→ What you should do: Recast each line of the records as a row of a Markdown table, skipping blank lines. Use two columns, No. for the row number and Text for the line.

Position annotation records:
───
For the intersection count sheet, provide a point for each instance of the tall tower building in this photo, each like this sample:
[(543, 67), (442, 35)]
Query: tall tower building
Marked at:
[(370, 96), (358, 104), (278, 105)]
───
→ Response:
| No. | Text |
|---|---|
| 1 | For the intersection count sheet, provide a point for each instance of the tall tower building in this photo, each like this sample: |
| 2 | [(543, 67), (442, 35)] |
| 3 | Query: tall tower building |
| 4 | Marked at: |
| 5 | [(370, 96), (358, 104), (278, 105)] |